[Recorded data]
________

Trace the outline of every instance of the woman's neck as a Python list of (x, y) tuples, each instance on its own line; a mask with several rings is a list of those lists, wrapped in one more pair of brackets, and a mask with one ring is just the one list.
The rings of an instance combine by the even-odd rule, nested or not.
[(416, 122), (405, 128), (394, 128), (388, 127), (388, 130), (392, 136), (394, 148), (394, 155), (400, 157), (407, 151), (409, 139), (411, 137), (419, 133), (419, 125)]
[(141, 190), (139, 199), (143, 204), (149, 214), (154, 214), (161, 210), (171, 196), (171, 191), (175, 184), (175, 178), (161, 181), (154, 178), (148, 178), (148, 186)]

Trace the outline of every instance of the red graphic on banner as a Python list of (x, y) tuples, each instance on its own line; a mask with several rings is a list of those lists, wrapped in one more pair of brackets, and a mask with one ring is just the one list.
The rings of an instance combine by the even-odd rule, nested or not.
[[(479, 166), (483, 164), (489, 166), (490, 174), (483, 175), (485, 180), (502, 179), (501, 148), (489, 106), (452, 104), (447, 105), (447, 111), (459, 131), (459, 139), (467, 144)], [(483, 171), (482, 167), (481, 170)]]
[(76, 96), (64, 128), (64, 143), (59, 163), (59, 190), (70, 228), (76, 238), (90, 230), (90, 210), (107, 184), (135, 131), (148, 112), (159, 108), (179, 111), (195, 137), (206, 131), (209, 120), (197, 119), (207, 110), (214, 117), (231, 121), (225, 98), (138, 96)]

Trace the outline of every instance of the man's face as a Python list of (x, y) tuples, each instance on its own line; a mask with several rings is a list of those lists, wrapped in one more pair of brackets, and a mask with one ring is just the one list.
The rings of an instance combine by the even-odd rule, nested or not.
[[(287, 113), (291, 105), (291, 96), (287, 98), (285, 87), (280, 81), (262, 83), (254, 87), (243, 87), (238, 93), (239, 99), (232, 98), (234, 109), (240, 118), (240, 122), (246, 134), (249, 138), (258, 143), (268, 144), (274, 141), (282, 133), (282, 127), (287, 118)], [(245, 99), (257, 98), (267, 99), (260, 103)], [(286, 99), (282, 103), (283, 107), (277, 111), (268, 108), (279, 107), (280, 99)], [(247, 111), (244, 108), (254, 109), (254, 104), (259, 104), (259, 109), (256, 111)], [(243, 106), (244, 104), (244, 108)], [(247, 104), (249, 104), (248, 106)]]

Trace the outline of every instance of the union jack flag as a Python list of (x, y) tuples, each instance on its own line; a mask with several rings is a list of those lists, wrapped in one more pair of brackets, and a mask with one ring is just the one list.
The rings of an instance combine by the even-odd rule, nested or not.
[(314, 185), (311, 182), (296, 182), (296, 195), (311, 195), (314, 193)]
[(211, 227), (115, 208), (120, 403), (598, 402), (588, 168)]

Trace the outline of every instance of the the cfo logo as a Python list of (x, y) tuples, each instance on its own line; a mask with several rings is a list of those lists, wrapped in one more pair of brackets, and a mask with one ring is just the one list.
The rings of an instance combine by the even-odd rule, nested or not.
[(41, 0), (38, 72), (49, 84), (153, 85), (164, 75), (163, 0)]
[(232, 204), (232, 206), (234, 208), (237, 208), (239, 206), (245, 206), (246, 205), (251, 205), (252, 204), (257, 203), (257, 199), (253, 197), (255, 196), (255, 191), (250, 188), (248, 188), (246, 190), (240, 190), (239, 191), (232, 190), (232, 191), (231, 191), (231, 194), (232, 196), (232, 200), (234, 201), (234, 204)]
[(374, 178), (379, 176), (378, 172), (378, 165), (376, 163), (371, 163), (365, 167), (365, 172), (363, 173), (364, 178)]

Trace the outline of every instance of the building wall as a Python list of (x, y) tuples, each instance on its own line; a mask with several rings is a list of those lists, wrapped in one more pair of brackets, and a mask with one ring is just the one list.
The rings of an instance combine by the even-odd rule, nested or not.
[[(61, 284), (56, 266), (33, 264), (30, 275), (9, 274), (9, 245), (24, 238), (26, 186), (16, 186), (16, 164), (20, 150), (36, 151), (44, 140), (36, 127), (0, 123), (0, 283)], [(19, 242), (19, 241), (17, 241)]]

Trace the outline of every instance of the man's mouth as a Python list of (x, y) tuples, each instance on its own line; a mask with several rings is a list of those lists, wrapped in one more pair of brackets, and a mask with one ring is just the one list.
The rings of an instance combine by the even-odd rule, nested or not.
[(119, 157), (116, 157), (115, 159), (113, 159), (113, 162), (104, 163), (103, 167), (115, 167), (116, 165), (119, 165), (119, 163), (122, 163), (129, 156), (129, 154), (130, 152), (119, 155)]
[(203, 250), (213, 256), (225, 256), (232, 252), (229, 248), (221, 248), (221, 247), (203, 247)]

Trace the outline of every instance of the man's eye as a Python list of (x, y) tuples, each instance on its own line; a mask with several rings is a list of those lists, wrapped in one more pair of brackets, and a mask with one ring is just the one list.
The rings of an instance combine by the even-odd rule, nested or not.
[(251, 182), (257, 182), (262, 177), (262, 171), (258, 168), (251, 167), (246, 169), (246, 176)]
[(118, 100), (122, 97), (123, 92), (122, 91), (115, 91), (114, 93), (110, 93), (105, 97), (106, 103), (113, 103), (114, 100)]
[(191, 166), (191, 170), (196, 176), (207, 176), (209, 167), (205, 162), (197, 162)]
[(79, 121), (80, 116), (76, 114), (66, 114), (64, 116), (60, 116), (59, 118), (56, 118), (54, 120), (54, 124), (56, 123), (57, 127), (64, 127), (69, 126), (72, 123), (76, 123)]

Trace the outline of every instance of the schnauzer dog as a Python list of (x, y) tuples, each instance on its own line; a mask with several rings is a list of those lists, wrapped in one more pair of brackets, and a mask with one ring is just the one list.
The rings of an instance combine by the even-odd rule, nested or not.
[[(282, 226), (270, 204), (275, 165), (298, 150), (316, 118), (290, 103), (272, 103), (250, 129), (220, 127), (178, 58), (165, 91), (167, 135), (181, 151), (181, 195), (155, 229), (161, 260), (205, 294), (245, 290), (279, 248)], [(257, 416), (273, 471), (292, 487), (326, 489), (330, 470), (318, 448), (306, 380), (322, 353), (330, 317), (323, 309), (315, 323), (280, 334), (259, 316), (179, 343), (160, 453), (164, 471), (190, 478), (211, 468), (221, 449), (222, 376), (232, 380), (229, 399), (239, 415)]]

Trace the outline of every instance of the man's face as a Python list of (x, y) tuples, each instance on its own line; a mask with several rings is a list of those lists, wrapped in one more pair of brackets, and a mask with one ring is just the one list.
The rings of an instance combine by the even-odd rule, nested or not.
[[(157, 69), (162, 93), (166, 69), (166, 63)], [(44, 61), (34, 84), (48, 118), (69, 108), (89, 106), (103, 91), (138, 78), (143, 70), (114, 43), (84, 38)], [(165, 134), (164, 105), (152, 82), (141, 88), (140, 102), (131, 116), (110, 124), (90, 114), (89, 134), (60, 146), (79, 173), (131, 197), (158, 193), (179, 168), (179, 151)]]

________

> **WHAT THIS TASK INVOLVES**: Reproduce every entry above verbatim, line by line, with nothing changed.

> **TASK SOLUTION**:
Trace the outline of every instance of the woman's neck as a Python list of (x, y) tuples, each instance on its own line; a mask with several rings is a list of those lists, wrapped in one more pair of brackets, and a mask with one ring is just the one list.
The rings of an instance combine by the even-odd rule, nested or not.
[(416, 122), (405, 128), (394, 128), (388, 127), (388, 130), (392, 136), (394, 148), (394, 155), (400, 157), (407, 151), (409, 139), (411, 137), (419, 133), (419, 125)]
[(141, 190), (139, 199), (143, 204), (149, 214), (154, 214), (161, 210), (171, 196), (171, 191), (175, 184), (175, 178), (161, 181), (154, 178), (148, 178), (148, 186)]

Trace the outline of every instance of the red graphic on banner as a Python list of (x, y) tuples, each instance on its own line; a mask with several rings is a list of those lists, wrapped in one more pair of brackets, and a mask with one ring is just the one list.
The rings of an instance combine by the even-odd rule, nested or not.
[[(479, 166), (483, 164), (489, 166), (490, 174), (483, 175), (485, 180), (502, 179), (501, 148), (489, 106), (452, 104), (447, 105), (447, 111), (459, 131), (459, 139), (467, 144)], [(483, 171), (482, 167), (481, 170)]]
[(76, 96), (64, 128), (64, 143), (59, 163), (59, 190), (70, 228), (76, 238), (90, 230), (90, 210), (107, 184), (135, 131), (148, 112), (159, 108), (179, 111), (195, 137), (206, 131), (209, 120), (197, 119), (207, 110), (214, 117), (231, 121), (225, 98), (138, 96)]

Trace the outline of every instance of the man's face as a Python list of (x, y) tuples, each instance on its own line; a mask with several rings is a list of those lists, wrapped in one more pair of brackets, and a mask with one ring is just the one list.
The rings of an instance combine by the even-odd rule, nested or not.
[[(287, 113), (291, 105), (291, 96), (287, 98), (285, 87), (280, 81), (262, 83), (254, 87), (243, 87), (238, 93), (239, 99), (232, 98), (234, 109), (240, 118), (240, 122), (246, 134), (249, 138), (258, 143), (268, 144), (274, 141), (282, 133), (282, 127), (287, 118)], [(245, 99), (257, 98), (267, 99), (260, 103)], [(286, 99), (282, 103), (283, 107), (277, 111), (268, 108), (279, 107), (280, 99)], [(247, 111), (244, 108), (254, 109), (254, 104), (259, 104), (259, 109), (256, 111)], [(243, 106), (244, 104), (244, 108)], [(247, 104), (249, 104), (248, 106)]]

Trace the outline of every instance of the union jack flag as a Python list of (x, y) tuples, each instance on its own line; a mask with several rings is a list of those lists, wrapped in one more pair of brackets, and a mask with one ring is just the one list.
The rings of an instance combine by the even-odd rule, nested or not.
[(314, 185), (311, 182), (296, 182), (296, 195), (311, 195), (314, 193)]
[(211, 227), (115, 208), (120, 403), (598, 402), (588, 168)]

Trace the outline of every instance of the the cfo logo as a Python list of (x, y) tuples, each instance on its own line; a mask with several rings is a list of those lists, wrapped in one more pair of brackets, and a mask with one ring is just the one list.
The rings of an instance combine by the even-odd rule, nested or not.
[(41, 0), (38, 72), (49, 84), (153, 85), (164, 75), (163, 0)]
[(232, 204), (232, 206), (234, 208), (237, 208), (239, 206), (245, 206), (246, 205), (251, 205), (252, 204), (257, 203), (257, 199), (253, 197), (255, 196), (255, 191), (250, 188), (248, 188), (246, 190), (240, 190), (239, 191), (232, 190), (232, 191), (231, 191), (231, 194), (232, 196), (232, 200), (234, 201), (234, 204)]
[(374, 178), (379, 176), (378, 172), (378, 165), (376, 163), (371, 163), (365, 167), (365, 172), (363, 173), (364, 178)]

Trace the outline of every instance of the building wall as a Python list of (x, y) tuples, each instance on its own line; a mask with several rings is a list of those lists, wrapped in one more pair of brackets, and a mask with one ring is just the one list.
The rings of an instance combine by the even-odd rule, nested or not.
[[(61, 284), (56, 266), (33, 264), (30, 275), (9, 274), (9, 245), (24, 238), (26, 186), (16, 186), (16, 164), (20, 150), (36, 151), (44, 140), (36, 127), (0, 123), (0, 283)], [(19, 242), (19, 241), (17, 241)]]

Trace the outline of every instance of the man's mouth as a Python list of (x, y) tuples, each instance on its own line; a mask with several rings is a list of those lists, wrapped in one more pair of brackets, and a mask with one ring is just the one list.
The rings of an instance combine by the even-odd rule, nested or not.
[(119, 157), (116, 157), (115, 159), (113, 159), (113, 162), (104, 163), (103, 167), (115, 167), (116, 165), (119, 165), (119, 163), (122, 163), (129, 156), (129, 154), (130, 152), (119, 155)]
[(203, 250), (213, 256), (225, 256), (232, 252), (229, 248), (221, 248), (221, 247), (203, 247)]

Trace the outline of every instance of the man's eye as a Python list of (x, y) tuples, each instance on its own line; a mask with several rings is a list of those lists, wrapped in one more pair of brackets, and a mask with one ring is just the one list.
The rings of an instance combine by the even-odd rule, nested or not.
[(251, 182), (257, 182), (262, 177), (262, 171), (258, 168), (251, 167), (246, 169), (246, 176)]
[(118, 100), (122, 97), (123, 92), (122, 91), (115, 91), (114, 93), (110, 93), (105, 97), (106, 103), (113, 103), (114, 100)]
[(191, 166), (191, 170), (196, 176), (207, 176), (209, 167), (205, 162), (197, 162)]
[(79, 121), (80, 116), (76, 114), (66, 114), (64, 116), (60, 116), (59, 118), (56, 118), (54, 120), (54, 124), (56, 123), (57, 127), (64, 127), (69, 126), (72, 123), (76, 123)]

Trace the outline of every instance of the schnauzer dog as a Python list of (x, y) tuples, each instance on its own line; a mask with several rings is a list of those lists, wrapped in one more pair of brackets, and a mask with one ring is just the one list.
The rings of an instance combine by the even-odd rule, nested or not.
[[(282, 226), (270, 204), (275, 165), (298, 150), (316, 118), (290, 103), (272, 103), (250, 129), (220, 127), (178, 58), (165, 91), (167, 135), (181, 151), (181, 195), (155, 229), (161, 260), (205, 294), (245, 290), (279, 248)], [(257, 416), (273, 471), (292, 487), (326, 489), (330, 470), (318, 448), (306, 380), (322, 353), (330, 317), (323, 309), (315, 323), (280, 334), (259, 316), (179, 343), (160, 453), (164, 471), (190, 478), (211, 468), (221, 449), (222, 376), (232, 380), (229, 399), (239, 415)]]

Trace the outline of every instance of the man's face as a Python list of (x, y) tuples, each instance on its own line; a mask with several rings is a list of those lists, wrapped in one more pair of brackets, and a mask with one ring is just the one list.
The rings of an instance combine by the even-odd rule, nested or not.
[[(157, 69), (162, 93), (166, 69), (166, 63)], [(44, 61), (34, 84), (48, 118), (69, 108), (89, 106), (103, 91), (138, 78), (143, 70), (114, 43), (84, 38)], [(165, 134), (164, 105), (152, 82), (141, 88), (140, 102), (131, 116), (110, 124), (90, 114), (89, 134), (60, 146), (79, 173), (131, 197), (158, 193), (179, 168), (179, 151)]]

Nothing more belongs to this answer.